◆ Texte présenté:
★ ★ ★ ★

Quand c’est Ron Rash en personne qui dit que Jon Sealy est « une nouvelle grande voix de la littérature du Sud », on n’a qu’une envie, ou plutôt deux envies : 1. le croire et 2. lire « Un seul parmi les vivants », premier roman de l’auteur, publié dans l’excellente collection « Terres d’Amérique ».
En 1932 en Californie du Sud, et en pleine Prohibition, deux jeunes hommes sont retrouvés assassinés. Ils étaient mêlés au trafic local de bourbon. Le shérif Furman Chambers mène l’enquête, mais la rumeur dit que c’est Mary Jane Hopewell qui les a tués. Sous ce prénom féminin se cache un marginal, qui lui aussi s’est piqué de faire du trafic de bourbon, concurrençant le magnat local, Larthan Tull. (Le titre original est « The whisky baron »). La guerre du bourbon va entraîner la petite communauté dans une spirale meurtrière…
Même s’il y a un shérif, « Un seul parmi les vivants » n’est pas vraiment une enquête, car on sait très vite qui a tué les deux jeunes. Ce roman est plutôt la peinture d’un microcosme, celui d’une petite ville où quasiment tout le monde, de près ou de loin, est mêlé au trafic de bourbon. Il y a bien sûr les producteurs, qu’ils opèrent à un niveau industriel comme Tull ou artisanal comme Mary Jane, les consommateurs, mais aussi presque tous les paysans du coin, qui vendent leur maïs aux producteurs. Un réseau économique bien huilé, sans parler de la logistique du bourbon, assurée par une petite femme qui ne paie pas de mine, Tante Lou, mais qui gère toute la distribution de cet alcool d’une main de fer. Une économie parallèle qui repose sur les principes du capitalisme alors que le pays est encore plongé dans le marasme de la crise de 29.

★ ★ ★ ★

◆ Ensemble des tâches:
1. D'après la critique du roman de Jon Sealy, quel est le titre original de « Un seul parmi les vivants » ?
2. Prolongez la critique du roman de Jon Sealy à partir de sa dernière phrase.

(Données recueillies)
★ ★ ★ ★

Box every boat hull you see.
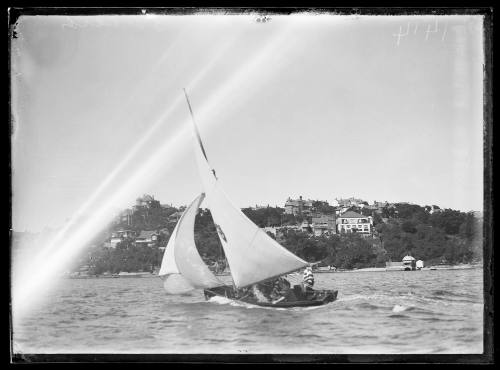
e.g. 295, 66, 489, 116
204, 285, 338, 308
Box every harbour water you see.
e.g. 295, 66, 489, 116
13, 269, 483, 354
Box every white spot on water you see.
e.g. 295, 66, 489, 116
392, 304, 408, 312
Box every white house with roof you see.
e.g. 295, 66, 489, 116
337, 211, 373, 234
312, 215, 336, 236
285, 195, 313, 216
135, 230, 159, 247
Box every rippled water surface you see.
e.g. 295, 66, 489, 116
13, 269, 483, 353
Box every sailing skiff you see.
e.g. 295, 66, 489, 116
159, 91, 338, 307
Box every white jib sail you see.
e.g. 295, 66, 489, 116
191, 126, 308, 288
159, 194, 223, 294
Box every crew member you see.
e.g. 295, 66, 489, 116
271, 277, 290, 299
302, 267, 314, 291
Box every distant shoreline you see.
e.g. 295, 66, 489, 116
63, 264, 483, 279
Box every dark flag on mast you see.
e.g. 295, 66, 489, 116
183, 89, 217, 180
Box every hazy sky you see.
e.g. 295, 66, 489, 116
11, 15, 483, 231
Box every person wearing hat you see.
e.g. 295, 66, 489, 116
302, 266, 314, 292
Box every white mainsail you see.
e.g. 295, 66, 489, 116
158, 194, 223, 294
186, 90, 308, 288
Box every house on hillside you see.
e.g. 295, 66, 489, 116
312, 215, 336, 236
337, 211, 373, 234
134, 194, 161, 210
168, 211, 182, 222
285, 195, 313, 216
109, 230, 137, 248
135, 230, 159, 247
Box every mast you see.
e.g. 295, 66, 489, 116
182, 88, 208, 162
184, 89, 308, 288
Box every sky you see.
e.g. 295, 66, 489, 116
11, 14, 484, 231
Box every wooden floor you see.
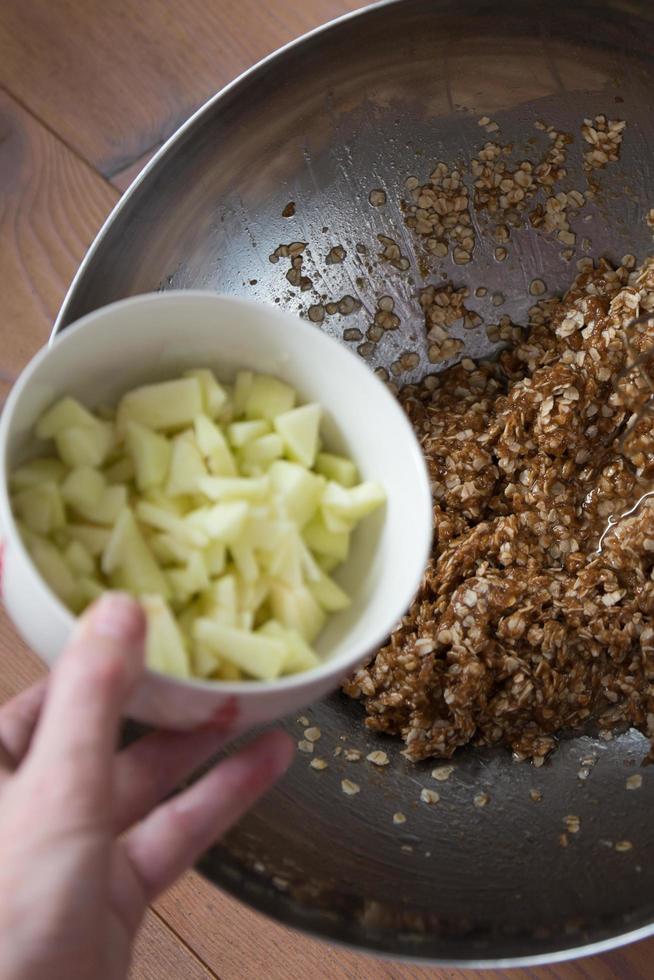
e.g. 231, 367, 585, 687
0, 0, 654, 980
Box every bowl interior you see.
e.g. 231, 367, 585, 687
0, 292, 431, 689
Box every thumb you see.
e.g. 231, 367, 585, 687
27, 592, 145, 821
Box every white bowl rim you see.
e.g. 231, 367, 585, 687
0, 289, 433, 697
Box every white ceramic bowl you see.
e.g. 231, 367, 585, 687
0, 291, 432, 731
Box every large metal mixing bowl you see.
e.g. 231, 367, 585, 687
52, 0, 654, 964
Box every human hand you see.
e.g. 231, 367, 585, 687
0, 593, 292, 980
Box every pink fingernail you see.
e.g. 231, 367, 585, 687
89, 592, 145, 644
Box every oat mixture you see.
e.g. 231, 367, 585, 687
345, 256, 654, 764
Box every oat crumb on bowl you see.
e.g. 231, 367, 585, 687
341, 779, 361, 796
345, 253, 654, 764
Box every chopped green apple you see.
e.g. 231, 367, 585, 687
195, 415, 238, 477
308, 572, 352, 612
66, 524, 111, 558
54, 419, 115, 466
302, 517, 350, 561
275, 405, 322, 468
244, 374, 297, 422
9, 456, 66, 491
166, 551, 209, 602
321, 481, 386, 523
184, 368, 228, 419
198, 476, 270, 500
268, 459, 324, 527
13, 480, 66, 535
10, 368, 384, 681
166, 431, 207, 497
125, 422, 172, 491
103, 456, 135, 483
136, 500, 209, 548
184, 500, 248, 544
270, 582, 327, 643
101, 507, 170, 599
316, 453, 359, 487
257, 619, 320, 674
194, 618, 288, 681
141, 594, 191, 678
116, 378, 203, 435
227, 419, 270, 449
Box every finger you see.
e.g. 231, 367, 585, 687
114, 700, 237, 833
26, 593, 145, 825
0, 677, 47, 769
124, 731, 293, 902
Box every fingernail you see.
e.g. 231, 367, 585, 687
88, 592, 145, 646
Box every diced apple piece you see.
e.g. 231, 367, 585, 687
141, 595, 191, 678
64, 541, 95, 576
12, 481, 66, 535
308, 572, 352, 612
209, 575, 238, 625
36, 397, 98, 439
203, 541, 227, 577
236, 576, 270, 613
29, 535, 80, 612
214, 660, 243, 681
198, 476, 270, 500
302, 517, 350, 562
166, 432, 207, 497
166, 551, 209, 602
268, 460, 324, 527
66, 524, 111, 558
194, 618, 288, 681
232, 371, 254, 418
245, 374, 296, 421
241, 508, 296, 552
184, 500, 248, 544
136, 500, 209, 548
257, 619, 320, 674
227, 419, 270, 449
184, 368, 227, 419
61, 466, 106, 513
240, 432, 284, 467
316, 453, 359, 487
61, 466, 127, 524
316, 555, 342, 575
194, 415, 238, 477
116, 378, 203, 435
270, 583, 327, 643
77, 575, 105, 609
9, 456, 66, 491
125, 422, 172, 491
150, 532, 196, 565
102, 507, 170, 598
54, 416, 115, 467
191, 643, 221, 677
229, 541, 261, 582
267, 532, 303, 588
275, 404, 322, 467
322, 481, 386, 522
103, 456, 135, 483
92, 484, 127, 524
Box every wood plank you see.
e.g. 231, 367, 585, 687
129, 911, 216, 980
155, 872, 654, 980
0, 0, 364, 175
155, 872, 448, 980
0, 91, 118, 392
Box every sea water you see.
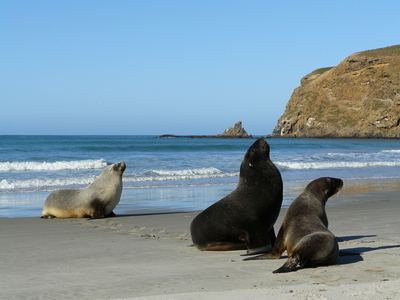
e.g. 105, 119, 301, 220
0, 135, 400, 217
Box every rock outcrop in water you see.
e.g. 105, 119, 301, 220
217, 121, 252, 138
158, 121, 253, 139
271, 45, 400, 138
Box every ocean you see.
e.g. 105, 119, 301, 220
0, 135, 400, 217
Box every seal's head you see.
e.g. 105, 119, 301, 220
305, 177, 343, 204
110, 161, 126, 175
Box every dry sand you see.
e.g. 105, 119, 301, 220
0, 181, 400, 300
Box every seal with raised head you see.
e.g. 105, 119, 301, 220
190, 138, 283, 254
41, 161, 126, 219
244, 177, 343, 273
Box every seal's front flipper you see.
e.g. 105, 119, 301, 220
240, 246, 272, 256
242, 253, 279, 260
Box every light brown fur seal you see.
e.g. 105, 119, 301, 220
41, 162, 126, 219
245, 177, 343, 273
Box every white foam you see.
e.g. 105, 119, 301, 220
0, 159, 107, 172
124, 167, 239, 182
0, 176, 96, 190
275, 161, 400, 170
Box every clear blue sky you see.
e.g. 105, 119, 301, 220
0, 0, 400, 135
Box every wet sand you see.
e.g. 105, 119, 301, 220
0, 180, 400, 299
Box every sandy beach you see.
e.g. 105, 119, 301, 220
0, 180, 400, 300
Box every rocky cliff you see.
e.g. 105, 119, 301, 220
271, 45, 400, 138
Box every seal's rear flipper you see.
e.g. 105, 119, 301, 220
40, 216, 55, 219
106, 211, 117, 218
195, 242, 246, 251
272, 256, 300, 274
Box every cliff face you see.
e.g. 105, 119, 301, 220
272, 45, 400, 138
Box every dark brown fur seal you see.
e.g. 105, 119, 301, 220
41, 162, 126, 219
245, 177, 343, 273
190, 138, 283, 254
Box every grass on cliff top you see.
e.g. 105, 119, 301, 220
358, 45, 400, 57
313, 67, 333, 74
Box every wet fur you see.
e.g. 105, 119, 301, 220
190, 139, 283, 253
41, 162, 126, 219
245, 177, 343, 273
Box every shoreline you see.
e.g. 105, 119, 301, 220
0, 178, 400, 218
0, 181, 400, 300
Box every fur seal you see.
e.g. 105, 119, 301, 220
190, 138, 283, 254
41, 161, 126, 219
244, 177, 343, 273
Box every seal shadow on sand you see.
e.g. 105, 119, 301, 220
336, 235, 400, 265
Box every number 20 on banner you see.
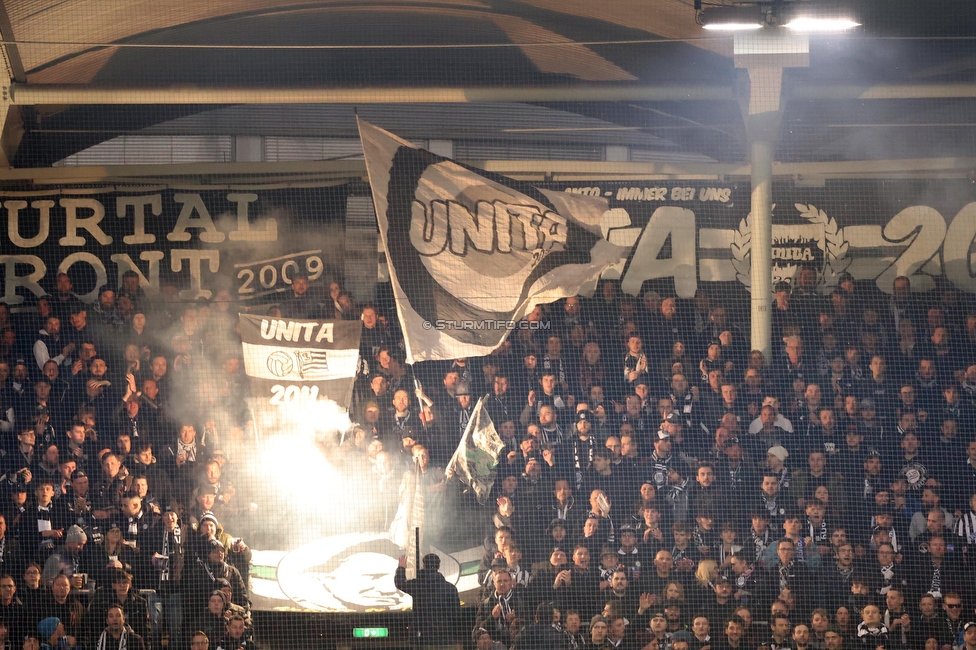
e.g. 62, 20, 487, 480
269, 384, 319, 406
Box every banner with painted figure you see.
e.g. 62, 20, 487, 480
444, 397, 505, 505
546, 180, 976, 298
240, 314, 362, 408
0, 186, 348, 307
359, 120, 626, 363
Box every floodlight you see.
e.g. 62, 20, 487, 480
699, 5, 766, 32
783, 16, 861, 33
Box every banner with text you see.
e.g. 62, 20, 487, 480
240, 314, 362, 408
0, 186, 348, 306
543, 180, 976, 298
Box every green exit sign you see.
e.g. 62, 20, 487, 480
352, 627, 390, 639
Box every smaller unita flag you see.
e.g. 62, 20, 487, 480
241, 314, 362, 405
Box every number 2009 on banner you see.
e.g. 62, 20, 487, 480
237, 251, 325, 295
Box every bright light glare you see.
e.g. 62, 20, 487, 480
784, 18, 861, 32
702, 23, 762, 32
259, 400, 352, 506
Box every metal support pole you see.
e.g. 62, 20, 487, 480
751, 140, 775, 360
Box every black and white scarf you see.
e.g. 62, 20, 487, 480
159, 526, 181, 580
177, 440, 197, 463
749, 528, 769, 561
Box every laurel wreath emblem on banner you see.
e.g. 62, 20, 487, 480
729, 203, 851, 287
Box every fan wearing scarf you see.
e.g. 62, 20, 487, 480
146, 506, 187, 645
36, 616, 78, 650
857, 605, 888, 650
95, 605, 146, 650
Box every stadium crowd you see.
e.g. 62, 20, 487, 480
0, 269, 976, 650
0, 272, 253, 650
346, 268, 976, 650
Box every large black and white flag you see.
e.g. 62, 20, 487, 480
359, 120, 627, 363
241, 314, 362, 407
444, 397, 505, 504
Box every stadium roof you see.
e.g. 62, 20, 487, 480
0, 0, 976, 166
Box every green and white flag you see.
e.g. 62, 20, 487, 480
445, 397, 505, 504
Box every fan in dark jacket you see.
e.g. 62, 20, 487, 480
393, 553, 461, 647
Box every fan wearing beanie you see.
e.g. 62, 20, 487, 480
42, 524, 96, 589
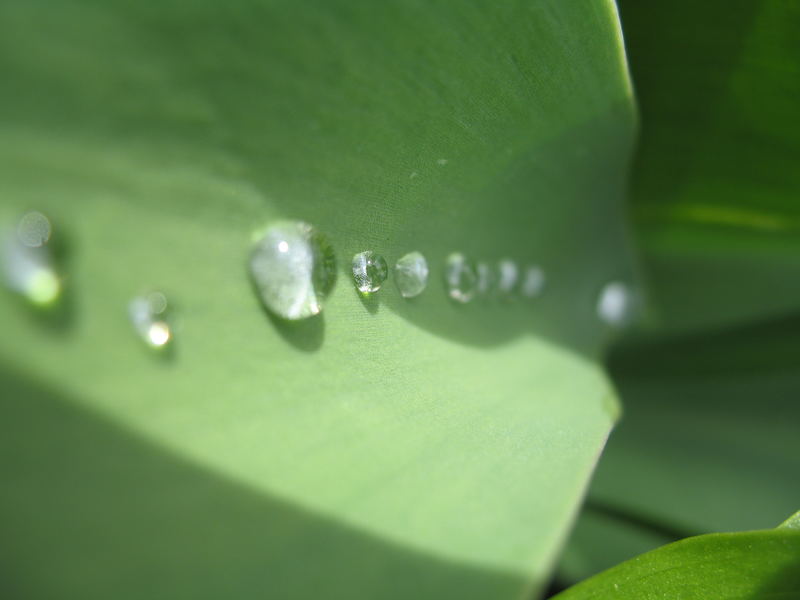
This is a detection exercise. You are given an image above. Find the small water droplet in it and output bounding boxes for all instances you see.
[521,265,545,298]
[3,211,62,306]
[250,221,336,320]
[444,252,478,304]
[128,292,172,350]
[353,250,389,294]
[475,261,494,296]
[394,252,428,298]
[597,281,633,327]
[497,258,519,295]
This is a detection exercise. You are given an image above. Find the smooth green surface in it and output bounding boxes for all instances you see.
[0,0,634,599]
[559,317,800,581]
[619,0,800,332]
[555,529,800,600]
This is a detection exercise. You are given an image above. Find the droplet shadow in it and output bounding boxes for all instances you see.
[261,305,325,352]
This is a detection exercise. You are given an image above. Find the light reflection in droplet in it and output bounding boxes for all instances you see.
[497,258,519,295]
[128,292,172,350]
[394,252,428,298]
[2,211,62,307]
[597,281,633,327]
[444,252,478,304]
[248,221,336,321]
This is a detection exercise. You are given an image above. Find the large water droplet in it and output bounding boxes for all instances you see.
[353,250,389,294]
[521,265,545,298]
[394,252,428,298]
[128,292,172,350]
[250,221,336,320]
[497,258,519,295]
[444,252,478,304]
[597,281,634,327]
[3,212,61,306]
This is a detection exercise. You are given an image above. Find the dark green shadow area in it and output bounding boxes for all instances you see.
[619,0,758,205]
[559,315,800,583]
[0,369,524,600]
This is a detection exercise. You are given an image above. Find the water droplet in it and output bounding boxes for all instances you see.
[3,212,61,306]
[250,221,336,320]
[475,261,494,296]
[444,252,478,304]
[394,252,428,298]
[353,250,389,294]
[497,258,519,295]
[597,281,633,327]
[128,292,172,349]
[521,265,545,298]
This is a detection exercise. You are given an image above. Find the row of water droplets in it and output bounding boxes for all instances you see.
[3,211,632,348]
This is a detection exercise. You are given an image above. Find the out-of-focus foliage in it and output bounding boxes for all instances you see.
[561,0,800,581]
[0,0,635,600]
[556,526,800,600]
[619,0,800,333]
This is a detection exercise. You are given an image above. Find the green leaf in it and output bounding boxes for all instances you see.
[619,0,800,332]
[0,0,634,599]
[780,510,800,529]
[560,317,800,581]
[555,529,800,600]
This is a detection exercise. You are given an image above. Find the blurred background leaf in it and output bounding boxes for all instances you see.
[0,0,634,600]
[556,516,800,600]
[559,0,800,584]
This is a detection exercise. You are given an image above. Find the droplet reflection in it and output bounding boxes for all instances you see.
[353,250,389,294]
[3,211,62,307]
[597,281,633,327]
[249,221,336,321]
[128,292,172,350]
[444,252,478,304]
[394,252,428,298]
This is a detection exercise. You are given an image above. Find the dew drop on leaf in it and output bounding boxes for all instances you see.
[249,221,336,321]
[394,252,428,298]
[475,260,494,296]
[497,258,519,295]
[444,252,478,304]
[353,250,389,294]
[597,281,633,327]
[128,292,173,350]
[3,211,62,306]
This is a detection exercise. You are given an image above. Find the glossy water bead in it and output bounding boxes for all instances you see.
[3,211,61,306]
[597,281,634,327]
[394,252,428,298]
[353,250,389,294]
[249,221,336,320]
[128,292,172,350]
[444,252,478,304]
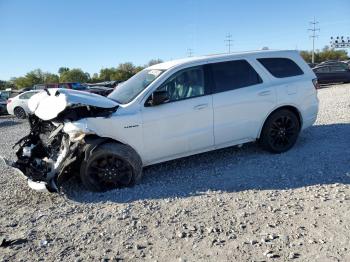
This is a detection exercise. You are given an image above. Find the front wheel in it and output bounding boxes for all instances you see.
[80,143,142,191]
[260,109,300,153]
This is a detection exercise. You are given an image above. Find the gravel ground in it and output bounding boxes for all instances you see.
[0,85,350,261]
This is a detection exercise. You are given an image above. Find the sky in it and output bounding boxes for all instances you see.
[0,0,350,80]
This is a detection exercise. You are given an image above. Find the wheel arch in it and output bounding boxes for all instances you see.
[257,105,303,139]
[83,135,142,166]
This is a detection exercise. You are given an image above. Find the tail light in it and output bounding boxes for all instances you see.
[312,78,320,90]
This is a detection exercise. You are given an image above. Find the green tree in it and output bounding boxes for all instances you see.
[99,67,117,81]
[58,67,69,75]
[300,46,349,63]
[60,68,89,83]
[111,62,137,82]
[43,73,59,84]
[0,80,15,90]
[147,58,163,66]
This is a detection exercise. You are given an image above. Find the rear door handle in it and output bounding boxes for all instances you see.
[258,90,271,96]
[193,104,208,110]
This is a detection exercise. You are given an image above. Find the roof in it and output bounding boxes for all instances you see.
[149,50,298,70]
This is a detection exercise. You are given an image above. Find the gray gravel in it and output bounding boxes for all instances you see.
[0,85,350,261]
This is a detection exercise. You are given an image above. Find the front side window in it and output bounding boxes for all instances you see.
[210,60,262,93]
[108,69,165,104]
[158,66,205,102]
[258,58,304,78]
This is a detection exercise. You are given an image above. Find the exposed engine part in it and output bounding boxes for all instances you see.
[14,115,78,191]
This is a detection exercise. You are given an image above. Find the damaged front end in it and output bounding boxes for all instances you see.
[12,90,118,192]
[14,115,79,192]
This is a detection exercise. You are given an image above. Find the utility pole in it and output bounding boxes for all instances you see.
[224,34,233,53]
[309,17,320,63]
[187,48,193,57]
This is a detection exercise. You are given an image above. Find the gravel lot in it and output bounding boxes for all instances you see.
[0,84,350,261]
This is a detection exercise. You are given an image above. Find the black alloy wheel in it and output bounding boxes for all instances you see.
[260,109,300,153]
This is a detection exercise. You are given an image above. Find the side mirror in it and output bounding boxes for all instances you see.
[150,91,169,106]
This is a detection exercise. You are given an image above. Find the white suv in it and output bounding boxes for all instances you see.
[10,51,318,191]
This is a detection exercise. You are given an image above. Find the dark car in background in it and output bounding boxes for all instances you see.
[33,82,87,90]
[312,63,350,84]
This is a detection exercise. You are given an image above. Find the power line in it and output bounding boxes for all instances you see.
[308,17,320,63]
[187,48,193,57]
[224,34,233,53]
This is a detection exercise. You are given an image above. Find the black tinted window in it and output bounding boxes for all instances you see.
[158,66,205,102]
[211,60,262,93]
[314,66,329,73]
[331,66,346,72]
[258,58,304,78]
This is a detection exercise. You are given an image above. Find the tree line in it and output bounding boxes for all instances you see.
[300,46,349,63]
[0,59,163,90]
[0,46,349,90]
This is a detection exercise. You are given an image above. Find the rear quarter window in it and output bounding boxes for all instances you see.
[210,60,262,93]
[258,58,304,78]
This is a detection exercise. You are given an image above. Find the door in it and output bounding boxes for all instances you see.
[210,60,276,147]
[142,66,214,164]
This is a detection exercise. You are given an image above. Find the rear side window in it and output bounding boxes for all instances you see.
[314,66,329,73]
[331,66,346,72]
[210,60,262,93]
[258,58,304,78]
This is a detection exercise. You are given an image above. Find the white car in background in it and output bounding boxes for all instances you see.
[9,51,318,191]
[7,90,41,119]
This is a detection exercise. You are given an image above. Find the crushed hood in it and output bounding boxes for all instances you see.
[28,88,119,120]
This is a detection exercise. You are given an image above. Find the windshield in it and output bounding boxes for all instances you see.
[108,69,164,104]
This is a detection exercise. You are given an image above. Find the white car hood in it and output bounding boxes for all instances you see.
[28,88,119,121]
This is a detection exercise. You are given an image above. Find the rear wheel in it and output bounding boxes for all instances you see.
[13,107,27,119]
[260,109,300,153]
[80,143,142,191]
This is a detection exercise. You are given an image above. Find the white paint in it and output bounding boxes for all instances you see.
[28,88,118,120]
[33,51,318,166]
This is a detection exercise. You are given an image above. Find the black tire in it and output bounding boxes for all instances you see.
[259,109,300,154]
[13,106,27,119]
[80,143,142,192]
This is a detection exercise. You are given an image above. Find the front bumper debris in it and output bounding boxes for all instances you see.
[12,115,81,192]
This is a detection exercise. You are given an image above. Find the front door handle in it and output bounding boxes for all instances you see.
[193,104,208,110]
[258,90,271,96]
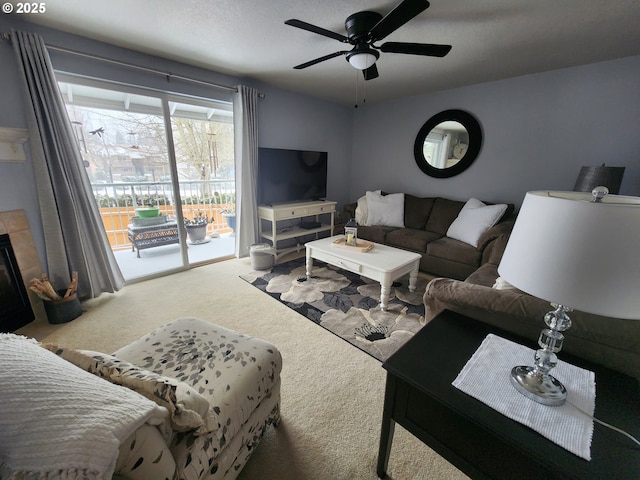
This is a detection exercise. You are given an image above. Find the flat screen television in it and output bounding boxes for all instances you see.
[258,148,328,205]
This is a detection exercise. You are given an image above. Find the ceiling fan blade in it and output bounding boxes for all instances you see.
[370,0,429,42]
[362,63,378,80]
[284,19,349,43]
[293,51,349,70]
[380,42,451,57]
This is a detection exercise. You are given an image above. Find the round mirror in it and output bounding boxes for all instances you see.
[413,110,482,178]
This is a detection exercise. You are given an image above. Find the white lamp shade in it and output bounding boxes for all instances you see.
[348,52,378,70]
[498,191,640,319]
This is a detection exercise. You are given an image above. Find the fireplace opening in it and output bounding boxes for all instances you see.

★ ★ ★ ★

◆ Réponses par tâche:
1. Le titre original est « The whisky baron ».

2.
Le récit repose sur toute une galerie de personnages aussi originaux qu’attachants, même si le malheur n’est jamais loin. Un malheur qui souvent prend racine des années auparavant, notamment pendant la guerre de 14-18 qui a tué le mari de la veuve Coleman, les deux fils de Furman et Alma Chambers et qui a a grandement perturbé Mary Jane. Il y a dans cette histoire des familles unies, des histoires d’amour, de la solidarité entre frères, mais la tragédie n’est jamais loin, tout comme la violence, souvent gratuite.
« Un seul parmi les vivants » est un roman noir, où l’auteur ne nous noie pas sous les rebondissements, mais distille une tension sourde. On sait que le livre va mal finir, mais qui va mourir? (le qui étant au pluriel, on ne peut pas croire qu’il n’y ait qu’une victime!) Le rythme n’est pas très rapide, mais Jon Sealy prend le temps de poser ses personnages, de poser les situations…de faire aussi en sorte qu’on s’attache aux personnages, tout en redoutant que leur fin ne soit tragique.
Bien écrit, rendant à merveille l’atmosphère de cette petite ville du Sud des Etats-Unis, « Un seul parmi les vivants » m’a tenue en haleine tout au long de l’histoire… J’avais envie d’aimer ce livre et je n’ai pas été déçue, c’est vraiment un excellent premier roman, et je suis ravie d’avoir découvert cet auteur prometteur!
Publié en Mars 2017 chez Albin Michel, traduit par Michel Lederer, 368 pages.
18e lecture de la Rentrée Littéraire de Janvier 2017.
Effectivement, tout pour plaire ce premier roman !!
une bien belle surprise, en effet!
Un nouveau auteur américain? Publié la collection « Terres d’Amérique »? Impossible de passer à côté. Je veux les yeux fermés.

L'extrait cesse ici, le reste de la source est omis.